'''

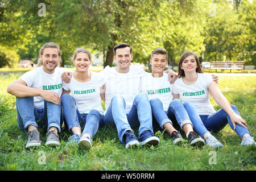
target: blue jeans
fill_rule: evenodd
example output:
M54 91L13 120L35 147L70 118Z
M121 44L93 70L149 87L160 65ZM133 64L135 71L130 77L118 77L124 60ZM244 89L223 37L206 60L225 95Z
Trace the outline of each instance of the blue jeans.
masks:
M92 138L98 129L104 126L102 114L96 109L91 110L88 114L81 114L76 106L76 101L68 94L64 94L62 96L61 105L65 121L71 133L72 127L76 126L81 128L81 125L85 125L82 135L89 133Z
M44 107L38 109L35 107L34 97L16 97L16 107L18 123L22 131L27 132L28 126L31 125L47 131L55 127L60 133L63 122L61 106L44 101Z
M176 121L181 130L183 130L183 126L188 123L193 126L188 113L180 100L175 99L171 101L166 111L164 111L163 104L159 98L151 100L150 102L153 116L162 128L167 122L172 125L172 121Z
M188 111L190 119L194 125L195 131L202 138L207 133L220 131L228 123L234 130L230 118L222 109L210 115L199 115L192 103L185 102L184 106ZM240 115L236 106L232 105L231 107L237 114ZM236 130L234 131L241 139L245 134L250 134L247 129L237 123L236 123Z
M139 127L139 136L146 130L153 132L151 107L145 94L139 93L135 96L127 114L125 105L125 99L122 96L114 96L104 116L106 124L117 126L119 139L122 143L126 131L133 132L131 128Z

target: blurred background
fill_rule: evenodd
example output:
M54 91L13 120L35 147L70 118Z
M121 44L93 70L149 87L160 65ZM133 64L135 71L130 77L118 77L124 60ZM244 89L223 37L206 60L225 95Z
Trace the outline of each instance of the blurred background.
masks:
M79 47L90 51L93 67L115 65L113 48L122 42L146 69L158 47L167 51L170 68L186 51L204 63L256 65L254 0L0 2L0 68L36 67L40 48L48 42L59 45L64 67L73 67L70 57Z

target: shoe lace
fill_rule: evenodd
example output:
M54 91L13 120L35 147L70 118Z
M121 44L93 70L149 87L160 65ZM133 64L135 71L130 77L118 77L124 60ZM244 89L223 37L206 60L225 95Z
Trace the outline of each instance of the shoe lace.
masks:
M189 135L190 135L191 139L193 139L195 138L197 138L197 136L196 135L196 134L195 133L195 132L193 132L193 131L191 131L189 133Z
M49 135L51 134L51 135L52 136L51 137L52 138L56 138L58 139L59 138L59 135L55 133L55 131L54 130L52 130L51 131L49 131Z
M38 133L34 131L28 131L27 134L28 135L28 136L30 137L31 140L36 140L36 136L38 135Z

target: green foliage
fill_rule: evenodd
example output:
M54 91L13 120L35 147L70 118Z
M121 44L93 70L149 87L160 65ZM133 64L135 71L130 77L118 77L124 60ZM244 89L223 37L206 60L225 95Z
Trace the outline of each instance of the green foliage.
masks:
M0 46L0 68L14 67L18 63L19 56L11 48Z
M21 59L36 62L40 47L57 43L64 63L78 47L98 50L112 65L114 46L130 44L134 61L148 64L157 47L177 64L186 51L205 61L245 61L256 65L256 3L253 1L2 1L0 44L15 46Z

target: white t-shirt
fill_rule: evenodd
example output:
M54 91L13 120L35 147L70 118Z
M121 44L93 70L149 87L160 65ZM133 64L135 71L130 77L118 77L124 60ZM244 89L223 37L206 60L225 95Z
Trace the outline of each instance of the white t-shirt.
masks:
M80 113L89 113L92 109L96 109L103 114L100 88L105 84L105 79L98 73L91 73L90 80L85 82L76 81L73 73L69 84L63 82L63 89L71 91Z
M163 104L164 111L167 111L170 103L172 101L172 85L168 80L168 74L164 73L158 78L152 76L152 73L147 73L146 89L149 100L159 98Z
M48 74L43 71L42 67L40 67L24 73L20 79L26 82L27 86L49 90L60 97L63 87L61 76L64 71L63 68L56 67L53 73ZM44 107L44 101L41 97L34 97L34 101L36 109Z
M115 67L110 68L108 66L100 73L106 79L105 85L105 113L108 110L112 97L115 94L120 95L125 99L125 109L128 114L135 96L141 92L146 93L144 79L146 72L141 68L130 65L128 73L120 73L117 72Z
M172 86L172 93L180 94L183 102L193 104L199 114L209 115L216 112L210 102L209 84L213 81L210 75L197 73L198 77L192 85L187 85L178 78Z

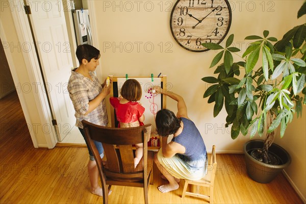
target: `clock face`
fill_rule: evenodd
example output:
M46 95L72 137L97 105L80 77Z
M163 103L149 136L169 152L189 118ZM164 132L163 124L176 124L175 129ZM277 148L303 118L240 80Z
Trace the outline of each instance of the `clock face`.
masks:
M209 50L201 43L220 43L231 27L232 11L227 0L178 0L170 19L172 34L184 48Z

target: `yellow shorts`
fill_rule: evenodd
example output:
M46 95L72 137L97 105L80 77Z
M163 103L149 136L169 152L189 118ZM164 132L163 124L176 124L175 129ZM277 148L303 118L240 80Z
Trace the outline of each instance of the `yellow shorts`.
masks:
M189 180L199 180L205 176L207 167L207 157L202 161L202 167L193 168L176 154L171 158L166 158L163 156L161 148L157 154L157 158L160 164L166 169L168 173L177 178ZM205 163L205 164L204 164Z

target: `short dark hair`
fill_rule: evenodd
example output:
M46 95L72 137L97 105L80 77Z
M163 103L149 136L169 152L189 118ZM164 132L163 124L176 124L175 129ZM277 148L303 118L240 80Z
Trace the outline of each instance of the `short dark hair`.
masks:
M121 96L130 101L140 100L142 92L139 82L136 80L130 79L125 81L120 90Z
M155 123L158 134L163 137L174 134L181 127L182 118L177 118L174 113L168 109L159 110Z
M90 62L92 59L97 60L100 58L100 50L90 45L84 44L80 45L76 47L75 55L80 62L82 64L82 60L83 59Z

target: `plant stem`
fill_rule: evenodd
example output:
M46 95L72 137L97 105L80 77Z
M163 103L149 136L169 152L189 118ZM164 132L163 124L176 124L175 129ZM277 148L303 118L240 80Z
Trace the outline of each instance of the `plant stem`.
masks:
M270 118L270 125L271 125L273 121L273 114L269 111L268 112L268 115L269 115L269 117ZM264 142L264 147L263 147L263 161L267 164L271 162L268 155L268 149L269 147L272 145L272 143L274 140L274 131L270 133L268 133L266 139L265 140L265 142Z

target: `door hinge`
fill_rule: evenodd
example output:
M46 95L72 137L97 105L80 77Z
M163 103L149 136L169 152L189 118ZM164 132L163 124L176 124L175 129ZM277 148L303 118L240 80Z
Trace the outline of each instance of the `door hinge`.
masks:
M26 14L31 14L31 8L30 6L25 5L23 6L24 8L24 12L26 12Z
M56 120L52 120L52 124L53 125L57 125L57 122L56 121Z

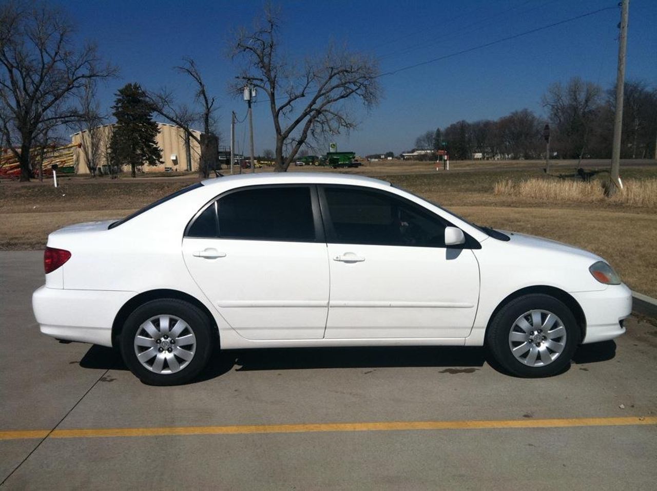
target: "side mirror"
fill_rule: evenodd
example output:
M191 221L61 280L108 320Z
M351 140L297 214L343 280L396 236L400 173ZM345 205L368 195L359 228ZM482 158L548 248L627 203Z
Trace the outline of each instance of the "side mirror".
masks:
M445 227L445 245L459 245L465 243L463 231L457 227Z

'''

**Your instructions**
Copy out all of the data above line for line, without changing anything, and leave the pictures out of your answer.

**Answer to the exercise**
target: blue jeans
fill_rule: evenodd
example output:
M54 91L13 120L35 147L70 118Z
M121 44L93 70L149 87L160 65ZM133 64L135 71L130 77L118 77L124 60ZM244 89L223 37L206 60L225 95Z
Trace the outline of each instance of the blue jeans.
masks:
M92 138L98 129L104 126L102 114L96 109L91 110L88 114L81 114L76 106L76 101L68 94L64 94L62 96L61 105L65 121L71 133L72 127L76 126L81 128L81 125L85 125L82 135L89 133Z
M44 107L38 109L35 107L34 97L16 97L16 107L18 123L22 131L27 132L28 126L31 125L47 131L55 127L60 133L63 122L61 106L44 101Z
M176 121L181 130L183 130L183 126L188 123L193 126L188 113L180 100L175 99L171 101L166 111L164 111L163 104L159 98L151 100L150 102L153 116L162 128L167 122L172 125L172 121Z
M188 111L190 119L194 125L195 131L202 138L207 133L220 131L228 123L234 130L230 118L222 109L210 115L199 115L192 103L185 102L184 106ZM240 115L236 106L232 105L231 107L237 114ZM236 130L234 131L241 139L245 134L250 134L247 129L237 123L236 123Z
M139 127L139 136L146 130L153 132L151 107L145 94L139 93L135 96L127 114L125 105L125 99L122 96L114 96L104 116L106 124L117 126L119 139L122 143L126 131L133 132L131 128Z

target: blurred background
fill_rule: evenodd
example output:
M54 91L13 120L35 147L70 118Z
M121 44L93 70L149 87L160 65ZM133 64L135 71L130 77L118 77L124 60ZM244 89L223 37L206 60L225 95Z
Trace the outline of each instance of the blurred background.
masks:
M79 47L90 51L93 67L115 65L113 48L122 42L146 69L158 47L167 51L170 68L186 51L204 63L256 65L254 0L0 2L0 68L36 67L40 48L48 42L59 45L64 67L73 67L70 57Z

target: shoe lace
fill_rule: evenodd
example output:
M54 91L13 120L35 147L70 118Z
M121 44L93 70L149 87L160 65ZM133 64L135 71L130 77L118 77L124 60ZM244 89L223 37L206 60L225 95Z
Trace the outline of each instance of the shoe lace.
masks:
M189 135L190 135L191 139L193 139L195 138L197 138L197 136L196 135L196 134L195 133L195 132L193 132L193 131L191 131L189 133Z
M49 135L51 134L51 135L52 136L51 137L52 138L56 138L58 139L59 138L59 135L55 133L55 131L54 130L52 130L51 131L49 131Z
M38 133L34 131L28 131L27 134L28 135L28 136L30 137L31 140L36 140L36 136L38 135Z

target: green foliage
fill_rule: evenodd
example output:
M54 91L13 120L35 147L70 118Z
M121 44L93 70L149 87L160 65ZM133 64L135 71L130 77L118 77L124 60ZM244 89L223 37L206 60L225 95Z
Trace the outline of each instance of the green foliage.
masks:
M0 46L0 68L14 67L18 63L19 56L11 48Z
M21 59L36 62L40 47L57 43L64 63L78 47L98 50L112 65L114 46L130 44L134 61L148 64L157 47L177 64L186 51L205 61L245 61L256 65L256 3L253 1L2 1L0 44L15 46Z

target: white t-shirt
fill_rule: evenodd
example output:
M54 91L13 120L35 147L70 118Z
M121 44L93 70L149 87L160 65ZM133 64L135 71L130 77L118 77L124 60ZM244 89L223 37L206 60L225 95Z
Trace the outline of each instance of the white t-shirt.
masks:
M80 113L89 113L92 109L96 109L103 114L100 88L105 84L105 79L98 73L91 73L90 80L85 82L76 81L73 73L69 84L63 82L63 89L71 91Z
M163 104L164 111L167 111L170 103L172 101L172 85L168 80L168 74L164 73L158 78L152 76L152 73L147 73L146 89L149 100L159 98Z
M48 74L43 71L42 67L40 67L24 73L20 79L26 82L27 86L49 90L60 97L63 87L61 76L64 71L63 68L56 67L53 73ZM44 107L44 101L41 97L34 97L34 101L36 109Z
M115 67L110 68L108 66L100 73L106 79L105 85L105 113L108 110L112 97L115 94L120 95L125 99L125 109L128 114L135 96L141 92L146 93L144 79L146 72L141 68L130 65L128 73L120 73L117 72Z
M172 86L172 93L180 94L183 102L193 104L199 114L209 115L216 112L210 102L209 84L213 81L210 75L197 73L198 77L192 85L187 85L178 78Z

target: `clock face`
fill_rule: evenodd
example output:
M46 95L72 137L97 105L80 77Z
M163 103L149 136L169 152L189 118ZM164 132L163 124L176 124L175 129ZM277 148L303 118L240 80Z
Trace the outline of each instance of the `clock face`.
masks:
M209 50L201 43L220 43L231 27L232 11L227 0L178 0L170 19L172 34L184 48Z

target: `yellow shorts`
fill_rule: evenodd
example output:
M46 95L72 137L97 105L80 77Z
M163 103L149 136L169 152L189 118ZM164 132L163 124L176 124L175 129ZM277 148L303 118L240 80Z
Trace the outline of each instance of the `yellow shorts`.
masks:
M189 180L199 180L205 176L207 167L207 157L202 161L202 167L193 168L176 154L171 158L166 158L163 156L161 148L157 154L157 158L160 164L166 169L168 173L177 178ZM205 163L205 164L204 164Z

target: `short dark hair`
fill_rule: evenodd
example output:
M46 95L72 137L97 105L80 77Z
M163 103L149 136L169 152L189 118ZM164 132L163 124L176 124L175 129ZM277 148L303 118L240 80Z
Trace the outline of each instance of the `short dark hair`.
masks:
M121 96L130 101L140 100L142 92L139 82L136 80L130 79L125 81L120 90Z
M155 123L158 134L163 137L174 134L181 127L182 118L177 118L174 113L168 109L159 110Z
M90 62L92 59L97 60L100 58L100 50L90 45L84 44L80 45L76 47L75 55L80 62L82 64L82 60L83 59Z

target: `plant stem`
fill_rule: evenodd
example output:
M46 95L72 137L97 105L80 77Z
M163 103L149 136L169 152L189 118ZM164 132L163 124L176 124L175 129ZM277 148L303 118L240 80Z
Trace the outline of each instance of the `plant stem`.
masks:
M270 118L270 125L271 125L273 121L273 114L269 111L268 112L268 115L269 115L269 117ZM264 142L264 147L263 147L263 161L267 164L271 162L268 155L268 149L269 147L272 145L272 143L274 140L274 131L270 133L268 133L266 139L265 140L265 142Z

target: `door hinge`
fill_rule: evenodd
example output:
M46 95L72 137L97 105L80 77Z
M163 103L149 136L169 152L189 118ZM164 132L163 124L176 124L175 129ZM277 148L303 118L240 80Z
Trace the outline of each instance of the `door hinge`.
masks:
M26 14L31 14L31 8L30 6L25 5L23 6L24 8L24 12L26 12Z
M56 120L52 120L52 124L53 125L57 125L57 122L56 121Z

target: "side mirror"
fill_rule: evenodd
example output:
M191 221L61 280L108 320Z
M351 140L297 214L343 280L396 236L400 173ZM345 205L368 195L359 228ZM482 158L548 248L627 203Z
Trace the outline of each instance of the "side mirror".
masks:
M445 227L445 245L459 245L465 243L463 231L457 227Z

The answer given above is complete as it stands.